Goal ->
Copy out all of the following lines word for word, leaving nothing out and changing nothing.

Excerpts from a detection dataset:
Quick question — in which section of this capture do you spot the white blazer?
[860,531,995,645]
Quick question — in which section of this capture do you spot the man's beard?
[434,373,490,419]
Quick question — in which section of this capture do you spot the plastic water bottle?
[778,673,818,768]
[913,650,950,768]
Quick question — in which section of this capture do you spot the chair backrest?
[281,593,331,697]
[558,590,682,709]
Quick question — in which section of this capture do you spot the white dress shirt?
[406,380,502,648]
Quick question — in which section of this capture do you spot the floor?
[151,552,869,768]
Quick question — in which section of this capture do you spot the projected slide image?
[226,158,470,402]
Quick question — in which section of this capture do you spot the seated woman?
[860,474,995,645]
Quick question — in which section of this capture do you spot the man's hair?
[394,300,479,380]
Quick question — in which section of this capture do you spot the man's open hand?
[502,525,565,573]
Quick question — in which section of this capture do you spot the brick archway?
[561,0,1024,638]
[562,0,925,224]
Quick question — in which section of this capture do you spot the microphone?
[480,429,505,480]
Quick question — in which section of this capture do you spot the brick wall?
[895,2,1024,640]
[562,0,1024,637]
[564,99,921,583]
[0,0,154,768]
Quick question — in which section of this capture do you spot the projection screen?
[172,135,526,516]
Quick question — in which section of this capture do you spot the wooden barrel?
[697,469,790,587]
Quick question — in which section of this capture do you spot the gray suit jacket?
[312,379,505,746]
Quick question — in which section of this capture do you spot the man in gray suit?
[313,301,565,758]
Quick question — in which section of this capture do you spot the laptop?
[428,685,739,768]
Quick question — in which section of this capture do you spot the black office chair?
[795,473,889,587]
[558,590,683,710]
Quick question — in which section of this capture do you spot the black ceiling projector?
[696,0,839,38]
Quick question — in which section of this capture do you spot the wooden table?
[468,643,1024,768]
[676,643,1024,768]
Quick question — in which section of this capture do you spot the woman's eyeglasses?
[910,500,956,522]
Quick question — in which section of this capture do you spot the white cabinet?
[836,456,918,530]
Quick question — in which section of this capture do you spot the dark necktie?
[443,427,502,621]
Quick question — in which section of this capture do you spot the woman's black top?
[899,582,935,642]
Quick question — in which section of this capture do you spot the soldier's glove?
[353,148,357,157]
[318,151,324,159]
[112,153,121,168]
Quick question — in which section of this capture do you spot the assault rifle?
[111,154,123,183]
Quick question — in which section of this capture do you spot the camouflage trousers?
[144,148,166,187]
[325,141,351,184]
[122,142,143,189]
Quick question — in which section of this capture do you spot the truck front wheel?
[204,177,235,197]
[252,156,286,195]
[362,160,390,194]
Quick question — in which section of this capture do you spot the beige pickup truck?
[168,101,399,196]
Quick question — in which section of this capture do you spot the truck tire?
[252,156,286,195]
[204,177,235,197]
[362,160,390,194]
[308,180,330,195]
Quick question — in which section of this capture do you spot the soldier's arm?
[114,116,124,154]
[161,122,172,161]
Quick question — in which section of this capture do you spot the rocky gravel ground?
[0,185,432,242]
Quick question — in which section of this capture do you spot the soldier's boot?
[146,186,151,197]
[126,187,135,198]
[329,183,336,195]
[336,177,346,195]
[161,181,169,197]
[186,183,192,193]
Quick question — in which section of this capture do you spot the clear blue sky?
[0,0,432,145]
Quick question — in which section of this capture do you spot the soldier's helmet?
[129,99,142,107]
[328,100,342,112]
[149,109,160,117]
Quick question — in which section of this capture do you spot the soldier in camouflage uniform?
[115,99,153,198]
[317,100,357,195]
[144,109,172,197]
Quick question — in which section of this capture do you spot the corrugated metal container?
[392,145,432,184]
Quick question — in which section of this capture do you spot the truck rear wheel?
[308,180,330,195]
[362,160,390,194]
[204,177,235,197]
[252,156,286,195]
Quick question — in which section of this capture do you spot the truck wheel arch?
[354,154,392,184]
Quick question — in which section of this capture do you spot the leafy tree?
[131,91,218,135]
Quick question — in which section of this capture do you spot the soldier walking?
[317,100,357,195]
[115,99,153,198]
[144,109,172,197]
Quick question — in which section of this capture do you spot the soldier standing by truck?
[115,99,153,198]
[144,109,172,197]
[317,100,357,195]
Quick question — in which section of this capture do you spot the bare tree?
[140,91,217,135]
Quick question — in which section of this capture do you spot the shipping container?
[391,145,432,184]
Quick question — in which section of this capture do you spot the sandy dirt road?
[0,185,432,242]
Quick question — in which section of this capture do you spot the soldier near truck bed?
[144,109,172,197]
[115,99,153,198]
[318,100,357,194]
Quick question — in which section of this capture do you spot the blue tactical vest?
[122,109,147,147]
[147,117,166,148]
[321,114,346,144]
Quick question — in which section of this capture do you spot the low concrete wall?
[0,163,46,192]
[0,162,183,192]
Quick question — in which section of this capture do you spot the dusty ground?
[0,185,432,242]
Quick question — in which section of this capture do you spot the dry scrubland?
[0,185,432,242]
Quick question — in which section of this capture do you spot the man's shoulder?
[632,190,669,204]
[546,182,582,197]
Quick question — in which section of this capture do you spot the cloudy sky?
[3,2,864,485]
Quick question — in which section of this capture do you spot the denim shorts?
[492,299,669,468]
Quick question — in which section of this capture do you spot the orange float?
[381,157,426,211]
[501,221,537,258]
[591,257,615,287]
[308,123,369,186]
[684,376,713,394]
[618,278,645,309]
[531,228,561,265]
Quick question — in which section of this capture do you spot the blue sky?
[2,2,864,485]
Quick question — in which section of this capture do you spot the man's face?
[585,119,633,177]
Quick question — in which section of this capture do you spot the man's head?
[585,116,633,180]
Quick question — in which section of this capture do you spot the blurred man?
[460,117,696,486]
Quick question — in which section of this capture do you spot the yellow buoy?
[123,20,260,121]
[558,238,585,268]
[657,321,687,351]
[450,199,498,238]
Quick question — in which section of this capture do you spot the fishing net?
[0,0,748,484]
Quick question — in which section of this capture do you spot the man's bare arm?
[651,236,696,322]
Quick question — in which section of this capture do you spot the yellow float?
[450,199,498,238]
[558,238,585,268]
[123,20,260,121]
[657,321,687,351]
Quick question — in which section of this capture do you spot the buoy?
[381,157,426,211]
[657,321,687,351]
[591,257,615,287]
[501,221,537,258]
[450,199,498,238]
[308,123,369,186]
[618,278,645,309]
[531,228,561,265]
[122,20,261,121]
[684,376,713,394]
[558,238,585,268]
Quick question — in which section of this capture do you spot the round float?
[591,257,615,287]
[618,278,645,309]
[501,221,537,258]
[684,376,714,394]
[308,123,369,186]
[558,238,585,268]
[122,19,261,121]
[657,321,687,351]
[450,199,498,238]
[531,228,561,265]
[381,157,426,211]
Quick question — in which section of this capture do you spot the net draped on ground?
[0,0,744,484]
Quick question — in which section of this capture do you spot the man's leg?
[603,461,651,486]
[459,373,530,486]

Result of this task ->
Quick question — in which section of this capture do you spot the white blazer?
[860,531,995,645]
Quick question — in which section of this capture do you spot the man's beard?
[434,373,490,419]
Quick question — in which section of this capture do you spot the plastic water bottle?
[778,673,818,768]
[913,650,950,768]
Quick question — in which section of this capture do you spot the chair backrest?
[281,593,331,697]
[558,590,682,709]
Quick question — in which section of this capture do you spot the white dress shirt?
[406,380,502,648]
Quick question — in which section of this capture do you spot the floor?
[151,552,869,768]
Quick question — in which section of this capture do you spot the projected slide image?
[226,158,470,402]
Quick question — in which section of this capture do you spot the seated woman?
[860,474,995,645]
Quick question — in which section of this capture do you spot the man's hair?
[394,300,479,380]
Quick question — in which section of this capture do you spot the man's open hand?
[502,525,565,573]
Quick question — in which section of this capture do you spot the brick archway?
[561,0,1024,638]
[562,0,925,224]
Quick question — in which section of this capture do you spot the microphone?
[480,429,505,480]
Quick question — in which section of this capture do you spot the brick wall?
[895,2,1024,640]
[562,0,1024,637]
[564,99,921,583]
[0,0,154,768]
Quick question — in which section of this capture do you spot the projection screen?
[172,135,526,516]
Quick question — in which section of this capture do you spot the wooden barrel?
[697,469,790,587]
Quick question — in which section of this capture do you spot the gray suit jacket?
[312,379,505,746]
Quick question — in which section of this capture do you spot the man in gray suit?
[313,301,565,758]
Quick question — in which section of this capture do you spot the laptop?
[428,685,739,768]
Quick question — in which section of this capture do you spot the black office chair?
[795,473,889,587]
[558,590,683,710]
Quick question — in which section of this capture do you spot the black ceiling projector?
[696,0,839,38]
Quick question — in which section of this capture do you spot the wooden table?
[468,643,1024,768]
[676,643,1024,768]
Quick question — in which section of this capture do you spot the woman's eyeglasses?
[910,500,956,522]
Quick question — in which section of this capture do you spot the white cabinet?
[836,456,918,530]
Quick question — in which section of this capture do you spot the dark necktie?
[443,427,502,621]
Quick question — in which section of this capture do you spot the woman's black top?
[899,582,935,642]
Quick question — in which section of this capture do you spot the soldier's glove?
[353,148,357,157]
[318,151,324,159]
[112,153,121,168]
Quick question — in which section of this capture do you spot the assault rifle?
[111,154,123,183]
Quick question — in which section of this capture do you spot the camouflage trousers?
[144,148,166,187]
[325,141,351,184]
[122,142,143,189]
Quick question — in which section of this capture do you spot the truck front wheel?
[204,177,235,197]
[252,156,286,195]
[362,160,390,194]
Quick question — in which section of this capture do you spot the beige pickup truck?
[168,101,399,196]
Quick question — in which section of this capture do you spot the truck tire?
[252,156,286,195]
[204,177,235,197]
[362,160,390,194]
[308,180,330,195]
Quick question — in which section of this capture do you spot the soldier's arm?
[114,116,124,154]
[161,122,172,161]
Quick question — in which section of this capture do you spot the rocky gravel ground?
[0,185,432,242]
Quick question — in which section of this capture do you spot the soldier's boot?
[146,186,151,197]
[126,187,135,198]
[329,183,336,195]
[336,177,346,195]
[161,181,169,197]
[186,183,192,193]
Quick question — in which section of this capture do you spot the clear blue sky?
[0,0,432,145]
Quick question — in which section of this capture do you spot the soldier's helmet?
[129,99,142,107]
[328,100,342,112]
[149,109,160,117]
Quick question — in which section of this capture do you spot the soldier in camouflage uniform?
[115,99,153,198]
[317,100,357,195]
[144,109,172,197]
Quick question — in which section of this capture do you spot the corrugated metal container?
[392,145,432,184]
Quick question — in which section of this capture do you spot the truck rear wheel?
[308,180,330,195]
[362,160,390,194]
[204,177,235,197]
[252,156,286,195]
Quick question — in which section of this capture do you spot the truck wheel arch?
[354,154,392,184]
Quick question — in which section of this capture do you spot the leafy tree?
[131,91,218,135]
Quick question — in which section of this capture do you spot the soldier walking?
[317,100,357,195]
[115,99,153,198]
[144,109,172,197]
Quick question — in which section of this capture do you spot the soldier standing by truck?
[115,99,153,198]
[144,109,172,197]
[317,100,357,195]
Quick question — in which section of this capture do you spot the bare tree?
[140,91,217,135]
Quick question — in which section of this capture do you spot the shipping container?
[391,145,432,184]
Quick question — in which section of this capture do you spot the sandy dirt road?
[0,185,432,242]
Quick question — in which section of this capture do you spot the soldier near truck bed?
[144,109,172,197]
[115,99,153,198]
[318,100,357,194]
Quick question — in which section of this capture do you spot the blue tactical vest?
[122,109,147,147]
[147,117,166,148]
[321,114,346,144]
Quick question — in which section of this capture do you spot the low concrete wall?
[0,163,46,192]
[0,162,183,192]
Quick question — in which section of this capture do you spot the dusty ground?
[0,185,432,242]
Quick question — in which section of this capture do you spot the dry scrubland?
[0,185,432,242]
Quick question — in which section of this capture do you spot the man's shoulder?
[632,190,669,204]
[546,182,582,197]
Quick question — in which section of this capture do you spot the cloudy sky?
[3,2,864,485]
Quick question — in which section of this capture do you spot the denim shorts?
[492,299,669,468]
Quick question — in which section of this capture do you spot the orange float?
[381,157,426,211]
[501,221,537,258]
[591,257,615,287]
[308,123,369,186]
[684,376,713,394]
[618,278,645,309]
[531,228,561,265]
Quick question — in which section of this capture do you spot the blue sky?
[2,2,864,485]
Quick question — in which section of this capture do you spot the man's face?
[585,119,633,177]
Quick question — in which section of this capture do you spot the man's head?
[585,116,633,180]
Quick question — in which section of this capture do you spot the blurred man?
[460,117,696,486]
Quick question — in which section of this capture do you spot the yellow buoy?
[123,20,260,121]
[558,238,585,268]
[657,321,687,351]
[450,199,498,238]
Quick question — in which section of this capture do you spot the fishing net?
[0,0,748,484]
Quick question — in which section of this capture do you spot the man's bare arm?
[651,236,696,322]
Quick question — in which section of this capture do you spot the yellow float?
[450,199,498,238]
[558,238,585,268]
[123,20,260,121]
[657,321,687,351]
Quick question — in which section of this capture do you spot the buoy?
[381,157,426,211]
[657,321,687,351]
[591,257,615,287]
[501,221,537,258]
[450,199,498,238]
[308,123,369,186]
[618,278,645,309]
[531,228,561,265]
[122,20,261,121]
[684,376,713,394]
[558,238,585,268]
Quick question — in which section of this capture do you spot the round float?
[591,257,615,287]
[618,278,645,309]
[501,221,537,258]
[684,376,714,394]
[308,123,369,186]
[558,238,585,268]
[122,19,261,121]
[657,321,687,351]
[450,199,498,238]
[531,228,561,265]
[381,157,426,211]
Quick question — in which section of this capture do you spot the net draped on ground?
[0,0,744,484]
Quick question — in which section of this capture do you spot the man's leg?
[603,461,651,486]
[459,373,530,486]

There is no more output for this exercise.